Given request a: Please recast the records as a Markdown table with the columns Row and Line, from the line with "Mark each instance of the aircraft landing" up to and including the last line of the records, skipping blank lines and leaving the pictures out.

--- start Page ---

God did not allow for my plans to succeed. Instead, He led me through those dark days to Jesus.
Someone told me I should invite Him into my heart. I did. I had nothing else left.
So, I asked Jesus into my life in hopes He would fix all that I had wrecked (including my marriage which I had almost destroyed through an affair). Now, over two decades later, I look back and know He heard my very simple prayers. In many ways I still pray simple ones.
But …
my prayers have also changed, not so much in content but in realizing where I stand when I pray.
When I asked Jesus into my heart, I believed He was there, that He came inside.
Then …
shortly after my conversion, the Spirit developed an unsatisfiable hunger for God’s truth in me. I longed to know all I could about Him. Among other books, I read Tozer’s Knowledge of the Holy, a catalysts to changing my view on where I stood. I read about an omnipresent God. Many questions arose. How could I even have been in a position to minimize God and put Him inside of me, when all along I was in Him? Then, one cold and clear night as I took out the garbage, I sensed the expanse above me and the insignificance of my tiny being. An indescribable awe filled me, a fear I can’t describe. As if an invisible curtain opened, I remembered (and for the first time partly understood) God’s omnipresence. I became so keenly aware of God not in me but present throughout the entire universe. He was going before me, behind me, guiding me from within me. He pushed Himself into my small understanding. I was in Him. He was pressing into me, ridding me of my self. I felt safe, remembering Jesus’ love and His payment for me. My position changed. I no longer prayed to Him inside of me, I was addressing Him as Almighty, outside of my being, Creator, Master, All-knowing and Omnipresent God. I am not able to really put it all into words, and for lack of them, God became a lot bigger.
My desk sets against an egress window in my basement. Every so often mice and shrews fall into the well. If I don’t see them in time and take them out, they die. The other morning, two little shrews frantically scurried by my window. They stood on their tiny feet, looking desperately for an escape. I thought for a while and took a ladder and placed it in the well for the critters. I was trying to come up with a permanent solution – a once-and-for-all help for all fallen shrews. How stupid of me to think the large rungs would help them to escape. Of course they didn’t realize the big rescuing effort in front of their pointy noses. After several hours I climbed the ladder myself into the well, lured them into a box, and carried them out.
I wonder if we forget to speak about the greatness of God and his attributes, His plan to rescue man-kind? Might prayer be an opportunity to recognize our position rather than a reciting of petitions? Do we not know how fearful it is to step into His presence? Do we really understand our position in Christ and the shelter He provides us by His blood? I pray. I hear God. “Is my hand too short?” I weep, thinking of the reality of hell. I hear God, “I take no pleasure in the death of the wicked.” I am at a loss. I hear God. “Go make disciples!” I tire. I pray. I hear Jesus, “Come unto me.”
Maybe I am like those shews in more ways than I like to admit. Maybe I need a little box in the shape of my heart to be carried out into a much larger picture. I wasn’t made to fall into pits. I was created for a world so large my mind can’t imagine. I have come to believe that listening past the silence into His heart, is the only way I can know of His unfathomable, majestic, greatness. When I recognize his omnipresence (among other attributes), what else do I have left but to be in His will? When my eyes are opened to all His goodness, I can see He is already in my requests and has positioned me to see and hear Him in all I ask.
Dr. Koessler is right. The Scriptures will give us the truth by which we can hear past the silence into God’s character and goodness. His Word to us breaks the silence and brings us to know His great love for us.

--- end Page ---

Given request b: Repeat word for word the passage of the essay on prayer from "So, I asked" up to and including "pray simple ones.".

--- start Source material ---

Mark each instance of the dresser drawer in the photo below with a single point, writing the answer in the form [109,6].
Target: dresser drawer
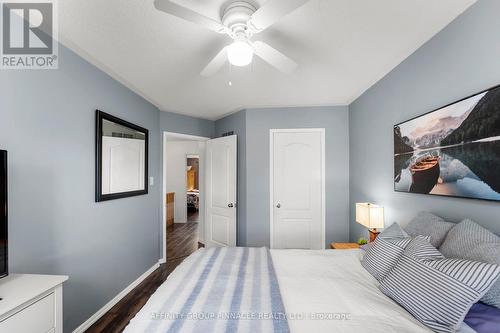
[38,317]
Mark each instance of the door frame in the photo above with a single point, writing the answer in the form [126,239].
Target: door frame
[165,136]
[271,178]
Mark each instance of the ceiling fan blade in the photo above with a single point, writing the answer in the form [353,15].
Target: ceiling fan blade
[187,14]
[271,12]
[216,64]
[274,57]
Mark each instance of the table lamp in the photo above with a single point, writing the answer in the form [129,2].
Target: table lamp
[371,216]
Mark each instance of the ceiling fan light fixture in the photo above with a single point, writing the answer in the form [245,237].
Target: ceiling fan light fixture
[240,53]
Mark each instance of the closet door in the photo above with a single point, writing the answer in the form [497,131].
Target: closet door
[297,189]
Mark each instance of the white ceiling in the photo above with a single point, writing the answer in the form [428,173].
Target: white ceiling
[342,47]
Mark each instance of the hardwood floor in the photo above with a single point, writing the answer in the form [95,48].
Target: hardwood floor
[182,240]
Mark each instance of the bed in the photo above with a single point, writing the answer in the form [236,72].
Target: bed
[321,291]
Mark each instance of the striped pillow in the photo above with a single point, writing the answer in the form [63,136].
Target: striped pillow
[385,251]
[437,291]
[468,240]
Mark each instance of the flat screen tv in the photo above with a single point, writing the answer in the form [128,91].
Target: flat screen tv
[3,214]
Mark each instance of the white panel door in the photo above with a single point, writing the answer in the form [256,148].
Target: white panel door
[220,178]
[297,189]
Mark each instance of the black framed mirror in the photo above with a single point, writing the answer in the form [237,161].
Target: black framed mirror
[121,158]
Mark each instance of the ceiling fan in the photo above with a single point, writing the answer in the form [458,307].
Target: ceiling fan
[241,20]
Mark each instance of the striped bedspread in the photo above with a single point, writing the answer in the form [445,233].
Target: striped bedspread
[217,290]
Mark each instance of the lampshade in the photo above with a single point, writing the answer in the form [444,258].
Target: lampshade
[370,215]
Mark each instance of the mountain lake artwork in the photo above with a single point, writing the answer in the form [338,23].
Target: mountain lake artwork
[452,151]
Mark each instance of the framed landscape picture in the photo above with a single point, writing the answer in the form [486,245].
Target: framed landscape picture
[452,151]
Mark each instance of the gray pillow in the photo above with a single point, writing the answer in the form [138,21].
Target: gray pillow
[437,291]
[385,251]
[428,224]
[468,240]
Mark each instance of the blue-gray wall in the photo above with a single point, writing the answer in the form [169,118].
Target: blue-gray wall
[461,60]
[237,123]
[254,227]
[47,125]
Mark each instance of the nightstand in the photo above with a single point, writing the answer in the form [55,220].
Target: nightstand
[344,246]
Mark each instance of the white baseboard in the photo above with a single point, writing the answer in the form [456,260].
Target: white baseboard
[95,317]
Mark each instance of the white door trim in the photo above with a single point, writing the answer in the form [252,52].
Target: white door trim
[271,177]
[164,187]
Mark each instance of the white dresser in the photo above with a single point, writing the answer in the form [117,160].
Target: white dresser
[31,303]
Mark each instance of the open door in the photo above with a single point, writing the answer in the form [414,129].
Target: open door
[220,177]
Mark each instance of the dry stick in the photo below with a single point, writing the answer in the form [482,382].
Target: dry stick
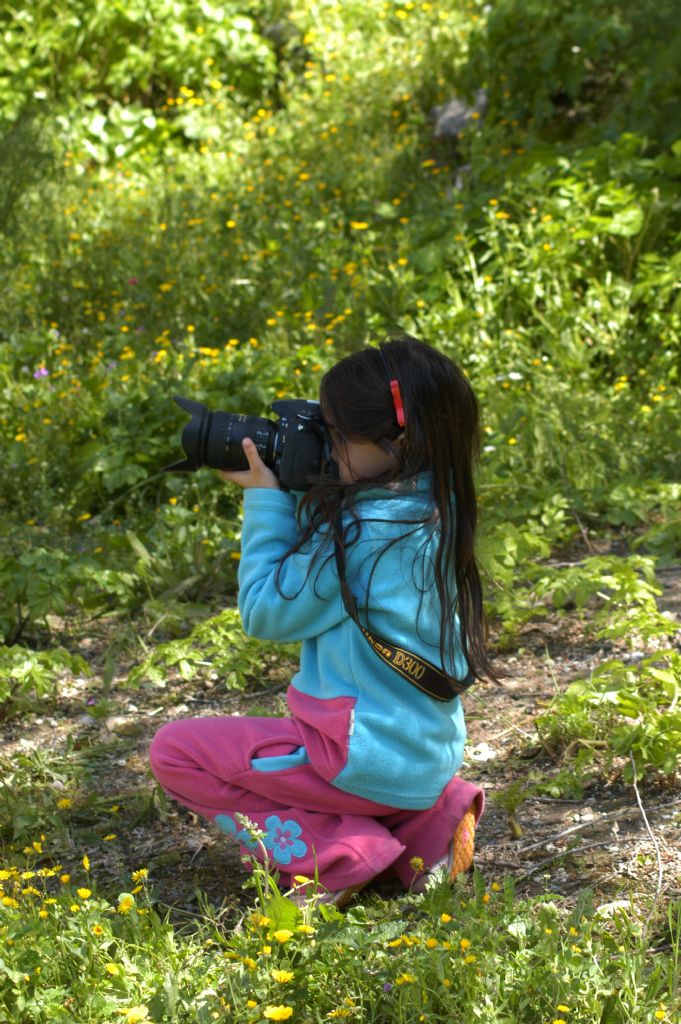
[610,816]
[649,829]
[562,853]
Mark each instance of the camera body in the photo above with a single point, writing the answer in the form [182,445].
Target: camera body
[296,448]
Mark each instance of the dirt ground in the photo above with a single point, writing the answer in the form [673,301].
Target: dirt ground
[560,845]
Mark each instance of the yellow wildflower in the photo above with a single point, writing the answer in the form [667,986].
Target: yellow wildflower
[126,903]
[135,1014]
[283,976]
[278,1013]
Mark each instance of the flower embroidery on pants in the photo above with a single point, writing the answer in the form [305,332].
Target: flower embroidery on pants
[228,825]
[283,840]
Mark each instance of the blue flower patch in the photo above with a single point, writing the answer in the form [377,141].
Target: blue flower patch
[228,825]
[283,840]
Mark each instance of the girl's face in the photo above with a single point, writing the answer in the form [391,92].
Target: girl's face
[362,460]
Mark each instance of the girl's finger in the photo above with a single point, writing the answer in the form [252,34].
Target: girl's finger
[252,454]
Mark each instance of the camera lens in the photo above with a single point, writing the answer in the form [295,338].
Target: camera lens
[215,438]
[225,435]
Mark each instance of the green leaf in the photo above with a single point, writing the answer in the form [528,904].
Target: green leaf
[627,222]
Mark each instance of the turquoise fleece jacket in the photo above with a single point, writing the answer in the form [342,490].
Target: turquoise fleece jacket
[366,729]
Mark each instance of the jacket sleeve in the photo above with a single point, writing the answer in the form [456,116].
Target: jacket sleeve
[307,601]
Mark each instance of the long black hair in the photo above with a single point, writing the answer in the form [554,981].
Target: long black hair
[441,437]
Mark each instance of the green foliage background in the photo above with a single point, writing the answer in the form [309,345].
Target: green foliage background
[219,200]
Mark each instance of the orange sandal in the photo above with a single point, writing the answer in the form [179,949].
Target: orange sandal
[459,857]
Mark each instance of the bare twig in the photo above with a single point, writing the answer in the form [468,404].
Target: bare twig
[648,828]
[610,816]
[562,853]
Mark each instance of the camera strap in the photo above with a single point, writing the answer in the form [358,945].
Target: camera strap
[416,670]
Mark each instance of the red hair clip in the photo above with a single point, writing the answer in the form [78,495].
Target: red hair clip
[397,402]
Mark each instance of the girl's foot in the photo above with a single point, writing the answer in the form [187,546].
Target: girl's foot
[458,858]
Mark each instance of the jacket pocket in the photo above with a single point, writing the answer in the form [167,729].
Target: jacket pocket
[280,762]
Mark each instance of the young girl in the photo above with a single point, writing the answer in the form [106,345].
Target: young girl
[360,779]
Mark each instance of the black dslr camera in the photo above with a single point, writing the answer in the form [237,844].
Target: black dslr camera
[297,448]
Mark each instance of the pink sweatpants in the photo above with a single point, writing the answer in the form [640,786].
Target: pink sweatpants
[207,765]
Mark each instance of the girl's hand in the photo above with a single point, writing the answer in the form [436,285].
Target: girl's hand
[257,474]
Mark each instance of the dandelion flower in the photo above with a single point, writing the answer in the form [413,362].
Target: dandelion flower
[278,1013]
[282,977]
[135,1014]
[126,903]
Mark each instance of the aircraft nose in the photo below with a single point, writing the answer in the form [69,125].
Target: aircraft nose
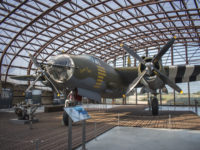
[60,68]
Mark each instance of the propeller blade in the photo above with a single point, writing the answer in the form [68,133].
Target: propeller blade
[33,83]
[35,62]
[43,72]
[46,76]
[135,82]
[166,80]
[132,53]
[164,50]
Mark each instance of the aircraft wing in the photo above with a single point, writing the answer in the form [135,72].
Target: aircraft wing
[26,78]
[183,73]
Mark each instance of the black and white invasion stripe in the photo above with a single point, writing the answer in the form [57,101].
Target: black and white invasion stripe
[182,73]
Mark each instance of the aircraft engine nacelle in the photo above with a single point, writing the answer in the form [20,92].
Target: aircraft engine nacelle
[150,80]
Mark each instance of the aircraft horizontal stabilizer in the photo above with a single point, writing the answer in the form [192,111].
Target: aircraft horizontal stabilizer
[25,78]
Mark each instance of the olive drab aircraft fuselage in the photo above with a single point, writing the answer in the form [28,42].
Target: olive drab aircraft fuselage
[91,76]
[94,78]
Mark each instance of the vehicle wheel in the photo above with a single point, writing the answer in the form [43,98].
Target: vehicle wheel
[154,105]
[65,118]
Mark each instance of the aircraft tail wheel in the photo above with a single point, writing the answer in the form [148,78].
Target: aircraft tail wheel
[154,105]
[65,118]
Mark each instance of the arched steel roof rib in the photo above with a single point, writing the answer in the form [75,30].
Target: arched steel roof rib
[33,21]
[86,42]
[29,24]
[96,17]
[13,11]
[76,28]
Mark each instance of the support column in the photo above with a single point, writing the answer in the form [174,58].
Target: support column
[174,98]
[136,96]
[189,101]
[172,63]
[160,91]
[113,101]
[186,59]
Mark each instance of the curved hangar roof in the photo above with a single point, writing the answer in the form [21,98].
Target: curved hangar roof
[97,27]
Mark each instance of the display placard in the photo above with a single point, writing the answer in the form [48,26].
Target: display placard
[77,113]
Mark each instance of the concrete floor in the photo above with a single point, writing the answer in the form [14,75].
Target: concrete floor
[178,108]
[131,138]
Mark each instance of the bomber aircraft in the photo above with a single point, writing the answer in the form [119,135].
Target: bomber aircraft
[95,79]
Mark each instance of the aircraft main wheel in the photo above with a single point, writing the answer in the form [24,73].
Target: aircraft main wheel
[154,105]
[65,118]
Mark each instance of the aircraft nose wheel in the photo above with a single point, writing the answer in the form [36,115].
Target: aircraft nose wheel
[154,105]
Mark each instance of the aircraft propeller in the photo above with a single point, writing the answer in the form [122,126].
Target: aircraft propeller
[43,73]
[150,68]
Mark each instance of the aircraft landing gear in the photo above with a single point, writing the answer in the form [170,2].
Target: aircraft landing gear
[154,106]
[65,115]
[65,118]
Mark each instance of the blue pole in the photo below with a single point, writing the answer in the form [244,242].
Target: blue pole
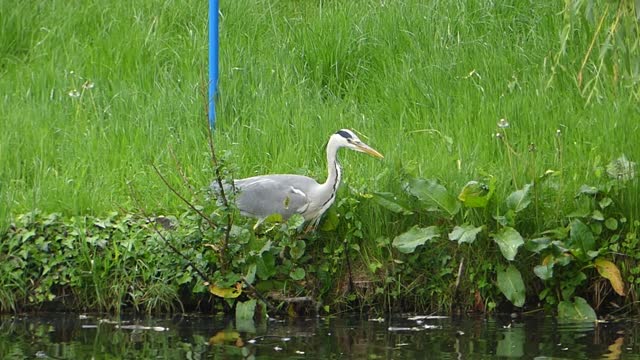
[213,60]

--- end Source material ---

Final answer a:
| Row | Line |
|---|---|
| 1 | Mark each instance of the aircraft landing gear in the photo above with a single point, writing the answer in the form [170,2]. |
| 2 | Target: aircraft landing gear |
| 3 | [154,106] |
| 4 | [65,115] |
| 5 | [65,118] |
| 6 | Mark each instance of the blue pole in the photo below with a single point, writing the answer in the form [244,242]. |
| 7 | Target: blue pole |
| 8 | [213,60] |

Final answer b:
So, I asked Jesus into my life in hopes He would fix all that I had wrecked (including my marriage which I had almost destroyed through an affair). Now, over two decades later, I look back and know He heard my very simple prayers. In many ways I still pray simple ones.